- _O que se pede_
Responda com base no texto sobre Bolsonaro:
(a) Que medo é expresso em relação à eleição de 2022?
(b) Com quem Bolsonaro fez um acordo, segundo a seção "FORÇAS ARMADAS E MILÍCIAS"?
(c) Quem é chamado de "meu herói" e que cargo ocupa?
+++ Texto selecionado
Ficou claro o objetivo dele –e ele vai fazer tudo para alcançar esse objetivo de tornar o país num país autoritário. O que vamos fazer com o fator de termos um presidente que pretende implantar um regime autoritário? É preciso saber o quanto a sociedade e o sistema político estão convencidos de que Bolsonaro é um risco. Sinto que a elite política e a elite pensante acham o seguinte: Bolsonaro pode ser até autoritário, mas as instituições vão domá-lo, vão segurá-lo. Falaram isso de todos os líderes autoritários que apareceram até que eles destruíram as instituições que deveriam segurá-lo. Destroem por dentro. Bolsonaro tem um projeto de minar as instituições por dentro e permitir que as forças mais primitivas que existem no Brasil possam se desenvolver plenamente. Se o Bolsonaro puder, ele implanta uma ditadura no país. Eu tenho medo da eleição de 2022, porque eu tenho medo que o Bolsonaro simplesmente não saia, mesmo que ele perca.

FORÇAS ARMADAS E MILÍCIAS

Quem manda é o Bolsonaro. Ele não é tutelado por ninguém, mas ele sempre finge que é tutelado. Joga uma força contra outra. As Forças Armadas se impuseram como força de organização do governo. Ele fez um acordo com centrão, com os ‘filhotes da ditadura’, para ter uma disputa entre esses dois setores [militares e políticos de direita] e não ficar refém de ninguém. E joga um contra o outro. Eu acendo uma vela para o general [Edson] Pujol [comandante do Exército] todo o dia. É meu herói. Se eu fosse eleger uma pessoa que representa a resistência à entrada na aventura golpista das Forças Armadas eu colocaria nessa figura.
++++++
+++ Dados registrados
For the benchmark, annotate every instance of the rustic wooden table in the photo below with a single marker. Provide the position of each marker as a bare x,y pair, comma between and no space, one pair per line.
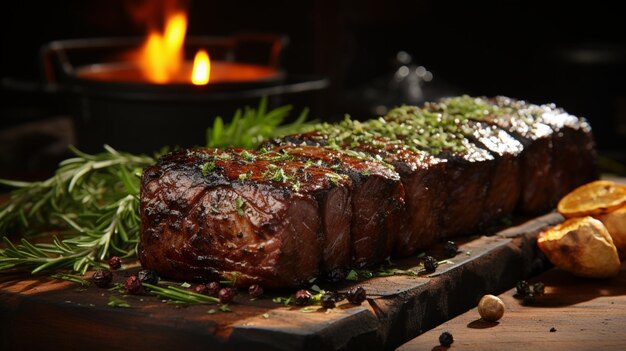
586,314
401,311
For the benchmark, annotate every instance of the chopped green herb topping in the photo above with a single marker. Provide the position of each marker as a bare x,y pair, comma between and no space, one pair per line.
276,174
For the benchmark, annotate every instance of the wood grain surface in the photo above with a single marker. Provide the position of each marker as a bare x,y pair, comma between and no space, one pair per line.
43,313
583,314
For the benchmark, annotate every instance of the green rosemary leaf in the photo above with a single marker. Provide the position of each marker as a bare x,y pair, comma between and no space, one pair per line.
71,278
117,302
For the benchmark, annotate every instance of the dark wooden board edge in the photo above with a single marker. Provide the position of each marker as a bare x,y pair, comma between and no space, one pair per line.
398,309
++++++
+++ Dados registrados
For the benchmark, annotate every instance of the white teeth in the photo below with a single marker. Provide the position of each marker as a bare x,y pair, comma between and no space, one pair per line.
++++++
+++ Dados registrados
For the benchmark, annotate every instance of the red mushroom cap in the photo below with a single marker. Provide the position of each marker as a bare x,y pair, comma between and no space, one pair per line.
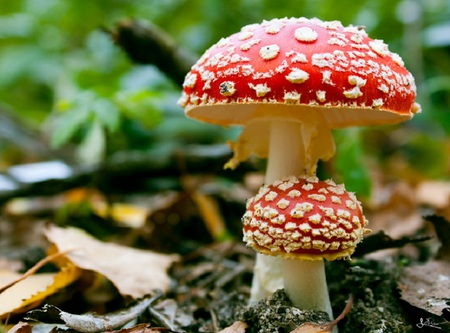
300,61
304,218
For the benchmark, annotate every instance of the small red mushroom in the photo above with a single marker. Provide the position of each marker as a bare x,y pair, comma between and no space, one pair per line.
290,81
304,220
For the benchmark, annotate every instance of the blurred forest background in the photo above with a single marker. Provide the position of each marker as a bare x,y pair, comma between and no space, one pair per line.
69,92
++++++
- _Exercício resolvido_
(a) O medo de que Bolsonaro simplesmente não saia, mesmo que perca.
(b) Com o centrão, os "filhotes da ditadura".
(c) O general Edson Pujol, comandante do Exército.